--- START Source document ---
Michael Parker-October 13, 2015

Editor's Note: In this series of design articles, the authors offer a close look at various design challenges and effective use of design tools and techniques for resolution of those challenges. Be sure to check out the first article in this series: Model-based FPGA design tool quietly gains adherents

Today’s 3G and 4G wireless systems require an enormous amount of signal processing. The smart phones offer ever more features and capabilities, but behind all of this connectivity is the wireless infrastructure. FPGAs play a key role in the hundreds of thousands of wireless base stations supporting our communications network. Smart phones demand much greater data bandwidth, which puts more pressure on the network, demanding greater performance from the FPGAs within.

Due to particulars of the 3G UMTS and CDMA wireless standards, the signal processing circuits operate at multiples of 61.44 MHz. The 3G base stations typically operated at 245.76 or 368.64 MHz. The newer 4G base station designs are targeting 491.52 MHz, which is extremely challenging to support across large designs in the latest FPGAs.

These designs can be built using HDL (Verilog or VHDL) by expert FPGA designers. Alternatively, there is one high level toolflow capable of delivering the required performance: DSP Builder Advanced Blockset. This article will describe in detail the design, performance and resources of radio head design built using DSP Builder on Altera’s 20nm Arria 10 FPGAs.

Base station architecture
The base station architecture is generally divided into two sections. The baseband section performs the OFDMA/CDMA modulation and demodulation, error correction and generally all the L1 functions in the standard, and is often located at a central office location. The radio section implements the functions closely associated with the antennas: digital up and down conversion, crest factor reduction, and digital pre-distortion. Often referred to as the remote radio head, it is typically located on the antenna tower or in cabinets at the base of the antenna tower.

An antenna site typically supports three sectors, each nominally covering 120 degrees. Each sector radio head can be further described by the number of transmit antennas, the number of receive antennas, and the number of RF carriers (sometime called channels) supported per antenna.

The interface to each antenna is through serial JEDS204B interfaces to the receive ADC and transmit DAC, each operating at 491 MSPS. The interface to the baseband processing is through the CPRI protocol, supporting serial interfaces to the baseband processing. A system with two receive and two transmit antennas is shown in Figure 1.                    


Figure 1: Wireless Radio Head Block Diagram

Functionally, the processing blocks are show below in Figure 2. In this case, each antenna supports two RF carriers. While the data rates vary for each block, the clocking rate for each block is 491 MHz. Up to 8 RX and TX antennas can be supported in a single FPGA.


Figure 2: Radio Head Signal Processing Chain

Digital upconversion begins with FIR filters. At the lower sample rate of consists 30.72 MSPS, the channel shaping filtering is performed. This will limit the spectral width. To increase the sample rate, for example to 122.88 MSPS, half-band filters are used. The DSP Builder toolflow produces optimal structures for both type of filters, taking advantage of all the special hardware features of the chosen FPGA. The hardened DSP blocks include built in fixed coefficient register banks, pre-adders for symmetric filters, systolic post adder structure, and biased rounding, which allows for minimal use of programmable logic in FIR filter chains.
--- END Source document ---
Task list |
A: Answer these questions from the FPGA radio head article, one line each:
(i) What frequency are the newer 4G base station designs targeting?
(ii) Where is the remote radio head typically located?
(iii) Up to how many RX and TX antennas can a single FPGA support?
B: Please resume the FPGA radio head article after its final sentence, carrying on in the same technical style.
The items that follow the article come from a separate source.
--- START Data extract ---
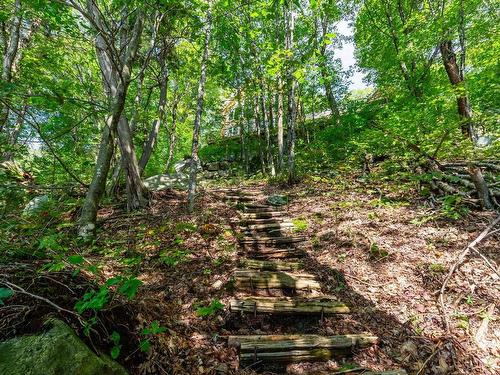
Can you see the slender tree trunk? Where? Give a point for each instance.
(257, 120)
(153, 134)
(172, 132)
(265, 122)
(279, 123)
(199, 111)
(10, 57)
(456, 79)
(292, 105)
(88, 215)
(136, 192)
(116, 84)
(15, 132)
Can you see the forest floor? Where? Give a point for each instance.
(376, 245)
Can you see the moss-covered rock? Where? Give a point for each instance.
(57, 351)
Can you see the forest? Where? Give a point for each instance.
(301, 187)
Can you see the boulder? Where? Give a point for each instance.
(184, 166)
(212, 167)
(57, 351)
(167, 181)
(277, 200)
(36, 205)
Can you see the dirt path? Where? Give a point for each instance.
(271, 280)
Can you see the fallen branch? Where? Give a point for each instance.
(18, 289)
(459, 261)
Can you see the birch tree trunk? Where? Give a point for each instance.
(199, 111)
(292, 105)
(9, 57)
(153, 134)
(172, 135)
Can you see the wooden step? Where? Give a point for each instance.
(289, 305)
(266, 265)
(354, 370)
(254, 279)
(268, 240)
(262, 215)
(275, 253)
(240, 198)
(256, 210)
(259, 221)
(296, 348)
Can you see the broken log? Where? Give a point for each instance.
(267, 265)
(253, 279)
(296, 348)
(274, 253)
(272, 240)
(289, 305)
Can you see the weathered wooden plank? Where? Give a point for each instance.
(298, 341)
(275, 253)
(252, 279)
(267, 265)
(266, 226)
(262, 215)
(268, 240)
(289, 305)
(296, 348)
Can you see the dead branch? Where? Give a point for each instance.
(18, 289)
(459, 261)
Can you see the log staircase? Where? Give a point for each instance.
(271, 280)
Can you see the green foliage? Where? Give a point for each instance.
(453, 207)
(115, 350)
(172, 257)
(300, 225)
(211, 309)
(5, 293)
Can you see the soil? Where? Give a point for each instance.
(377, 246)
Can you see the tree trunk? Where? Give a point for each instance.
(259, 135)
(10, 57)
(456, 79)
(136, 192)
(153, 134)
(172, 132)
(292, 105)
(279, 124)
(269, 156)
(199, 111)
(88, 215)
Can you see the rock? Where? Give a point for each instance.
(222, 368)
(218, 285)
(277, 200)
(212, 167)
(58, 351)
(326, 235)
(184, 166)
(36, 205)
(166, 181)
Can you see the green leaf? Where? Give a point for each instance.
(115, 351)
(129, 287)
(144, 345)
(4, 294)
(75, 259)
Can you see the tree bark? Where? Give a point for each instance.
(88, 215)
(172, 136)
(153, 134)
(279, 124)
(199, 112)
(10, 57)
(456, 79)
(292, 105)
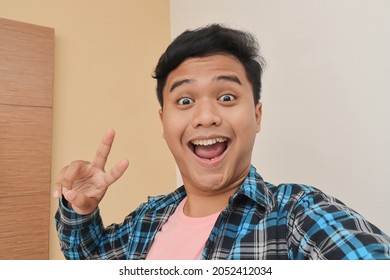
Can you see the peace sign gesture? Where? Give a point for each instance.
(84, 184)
--- END Data extract ---
--- START Data extract ---
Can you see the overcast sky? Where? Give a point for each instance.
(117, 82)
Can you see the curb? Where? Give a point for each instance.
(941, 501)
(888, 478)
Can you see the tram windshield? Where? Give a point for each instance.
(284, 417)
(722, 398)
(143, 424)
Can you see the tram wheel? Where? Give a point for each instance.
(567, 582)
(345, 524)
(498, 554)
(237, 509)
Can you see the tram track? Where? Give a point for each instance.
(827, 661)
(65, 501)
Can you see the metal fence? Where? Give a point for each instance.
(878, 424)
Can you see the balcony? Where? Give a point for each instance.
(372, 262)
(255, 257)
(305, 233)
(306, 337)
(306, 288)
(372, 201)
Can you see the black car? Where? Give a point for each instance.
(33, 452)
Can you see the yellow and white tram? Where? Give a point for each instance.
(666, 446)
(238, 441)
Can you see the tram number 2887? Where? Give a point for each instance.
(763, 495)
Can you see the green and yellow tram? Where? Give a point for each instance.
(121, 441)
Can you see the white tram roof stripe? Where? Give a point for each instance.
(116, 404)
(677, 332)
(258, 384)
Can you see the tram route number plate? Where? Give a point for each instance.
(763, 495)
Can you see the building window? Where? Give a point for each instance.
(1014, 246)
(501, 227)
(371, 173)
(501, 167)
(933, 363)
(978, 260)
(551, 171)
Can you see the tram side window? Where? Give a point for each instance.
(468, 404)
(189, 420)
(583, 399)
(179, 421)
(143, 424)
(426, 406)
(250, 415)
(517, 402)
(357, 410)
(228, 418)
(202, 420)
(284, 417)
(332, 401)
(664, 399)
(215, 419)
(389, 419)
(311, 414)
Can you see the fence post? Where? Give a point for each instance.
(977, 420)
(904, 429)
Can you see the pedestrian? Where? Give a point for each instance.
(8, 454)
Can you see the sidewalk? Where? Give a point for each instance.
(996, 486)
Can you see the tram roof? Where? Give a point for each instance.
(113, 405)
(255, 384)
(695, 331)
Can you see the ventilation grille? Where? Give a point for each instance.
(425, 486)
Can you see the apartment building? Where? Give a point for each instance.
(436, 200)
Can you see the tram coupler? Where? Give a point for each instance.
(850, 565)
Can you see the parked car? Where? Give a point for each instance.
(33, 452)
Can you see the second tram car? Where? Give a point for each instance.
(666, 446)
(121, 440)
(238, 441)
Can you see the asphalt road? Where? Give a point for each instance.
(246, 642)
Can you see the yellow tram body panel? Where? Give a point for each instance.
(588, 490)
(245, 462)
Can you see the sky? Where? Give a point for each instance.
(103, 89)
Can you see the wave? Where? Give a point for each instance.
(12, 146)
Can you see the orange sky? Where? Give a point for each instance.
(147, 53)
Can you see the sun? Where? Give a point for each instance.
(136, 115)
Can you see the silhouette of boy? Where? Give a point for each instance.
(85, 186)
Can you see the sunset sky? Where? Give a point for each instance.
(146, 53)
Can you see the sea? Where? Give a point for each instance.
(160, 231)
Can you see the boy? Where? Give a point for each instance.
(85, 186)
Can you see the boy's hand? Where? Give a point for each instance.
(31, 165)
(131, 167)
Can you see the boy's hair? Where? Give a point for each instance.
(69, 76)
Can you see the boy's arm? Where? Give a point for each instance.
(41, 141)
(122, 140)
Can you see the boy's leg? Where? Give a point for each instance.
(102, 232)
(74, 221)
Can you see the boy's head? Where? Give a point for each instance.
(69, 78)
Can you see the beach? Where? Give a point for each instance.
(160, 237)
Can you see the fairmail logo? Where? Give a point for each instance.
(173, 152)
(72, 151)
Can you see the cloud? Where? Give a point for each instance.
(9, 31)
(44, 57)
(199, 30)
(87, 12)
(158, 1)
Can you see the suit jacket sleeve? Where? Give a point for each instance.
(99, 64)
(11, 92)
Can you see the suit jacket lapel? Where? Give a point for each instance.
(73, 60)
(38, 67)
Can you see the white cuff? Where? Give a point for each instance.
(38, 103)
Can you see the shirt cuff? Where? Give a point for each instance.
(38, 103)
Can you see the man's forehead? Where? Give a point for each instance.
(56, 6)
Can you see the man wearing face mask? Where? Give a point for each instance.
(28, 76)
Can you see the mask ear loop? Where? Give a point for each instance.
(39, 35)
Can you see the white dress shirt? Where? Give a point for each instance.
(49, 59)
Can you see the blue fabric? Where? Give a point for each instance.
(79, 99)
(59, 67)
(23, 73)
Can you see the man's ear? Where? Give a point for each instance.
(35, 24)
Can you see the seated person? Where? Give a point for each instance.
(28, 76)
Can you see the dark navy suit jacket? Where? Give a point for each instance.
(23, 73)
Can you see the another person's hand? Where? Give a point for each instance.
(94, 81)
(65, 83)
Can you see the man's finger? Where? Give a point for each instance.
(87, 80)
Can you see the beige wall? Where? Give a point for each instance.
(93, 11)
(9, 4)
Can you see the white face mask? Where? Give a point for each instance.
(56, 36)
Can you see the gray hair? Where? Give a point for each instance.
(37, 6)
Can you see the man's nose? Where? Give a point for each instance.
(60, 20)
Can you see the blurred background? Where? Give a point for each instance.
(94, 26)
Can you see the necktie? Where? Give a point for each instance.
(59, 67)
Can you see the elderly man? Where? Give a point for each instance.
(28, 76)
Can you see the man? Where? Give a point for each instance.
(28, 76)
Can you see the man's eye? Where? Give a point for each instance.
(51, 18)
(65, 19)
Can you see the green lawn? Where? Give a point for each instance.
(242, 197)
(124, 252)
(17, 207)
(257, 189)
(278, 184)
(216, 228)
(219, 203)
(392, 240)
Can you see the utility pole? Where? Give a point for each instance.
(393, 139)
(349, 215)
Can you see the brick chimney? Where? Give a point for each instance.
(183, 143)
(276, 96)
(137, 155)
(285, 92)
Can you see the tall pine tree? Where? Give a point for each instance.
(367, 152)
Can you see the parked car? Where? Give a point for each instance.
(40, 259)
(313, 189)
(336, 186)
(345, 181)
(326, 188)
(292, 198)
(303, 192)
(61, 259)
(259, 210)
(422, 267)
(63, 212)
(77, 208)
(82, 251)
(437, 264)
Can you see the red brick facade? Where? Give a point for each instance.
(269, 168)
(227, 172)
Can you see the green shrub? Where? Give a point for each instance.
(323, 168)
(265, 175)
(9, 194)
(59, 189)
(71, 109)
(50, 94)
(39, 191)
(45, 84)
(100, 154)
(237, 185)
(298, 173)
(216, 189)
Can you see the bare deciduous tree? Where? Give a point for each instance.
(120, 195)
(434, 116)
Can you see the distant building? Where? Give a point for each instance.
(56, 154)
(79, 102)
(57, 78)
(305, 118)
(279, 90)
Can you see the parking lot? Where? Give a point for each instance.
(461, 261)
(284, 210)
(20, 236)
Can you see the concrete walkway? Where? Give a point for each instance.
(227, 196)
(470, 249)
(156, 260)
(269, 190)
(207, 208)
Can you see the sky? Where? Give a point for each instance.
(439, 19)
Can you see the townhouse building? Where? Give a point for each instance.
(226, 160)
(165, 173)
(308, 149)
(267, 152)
--- END Data extract ---
The answers |
A:
(i) 491.52 MHz
(ii) On the antenna tower or in cabinets at the base of the antenna tower
(iii) Up to 8

B:
Complex Mixer and NCO circuits are also needed to modulate the signal onto the selected IF carrier frequency. This again is easily supported in the toolflow. Multi-channels are supported, without the necessity of the designer to provide control or synchronization circuits, in this case providing for 16 separate baseband channels. Best of all, the tool is able to close timing with Fmax well in excess of 491 MHz in -1 speed grade of Arria 10 FPGA.

Digital down conversion, performed in the receive path, is similar. Figure 3 depicts a design and test bench using both DUC and DDC circuits to verify proper operation in the MathWorks Simulink environment. With a sample rate of 122.88 MHz (complex), this allow for an aggregate RF bandwidth of up to 80 MHz. Individual channels are normally 5 MHz, 10MHz, or 20 MHz bandwidth, depending upon the number of OFDMA carriers in each channel.


Figure 3: Digital Up and Down Conversion

FIR filters can be designed in MATLAB, and even the FIR filter command line can be entered into the DSP Builder parameterization filed. The coefficients can be fixed, or read/writable. Alternately, a coefficient file can be provided. The filter can be folded (using data rate lower than clock rate), super-sampled (using data rate higher than clock rate), and provide rate changes (decimation or interpolation) by integer or non-integer rates. Saturation and rounding options are supported, to manage the fixed point dynamic range. Floating point FIRs are also supported, if desired.

Crest Factor Reduction
Crest factor reduction (CFR) is a more complex function, used to reduce the peak to average of the wireless signal, while minimizing impact on signal quality measured using Error Vector Magnitude (EVM) of the demodulated signal. The larger the EVM, the more distorted the demodulated OFDMA constellation will be, which in turn degrades data recovery and system performance.


Figure 4: QAM Constellation after OFDMA Demodulation

CFR allow the high powered RF amplifiers to operate more efficiently, which allows for higher RF transmit power and reduced power dissipation in the radio head.

Two CFR methods have been explored using DSP Builder. The first method is known as “Pulse Allocation CFR”. Pulse Allocation CFR searches for the maximum peak in the signal which exceeds a defined threshold. When found, a sync pulse is generated with the correct phase and amplitude to cancel the peak energy above the threshold. The filter is also used to assure that spectral limits are not exceeded. Multiple iterations are used; the first iteration will cancel the largest peaks, leaving remaining nearby peaks to be cancelled by subsequent peaks. The input data is processed in blocks.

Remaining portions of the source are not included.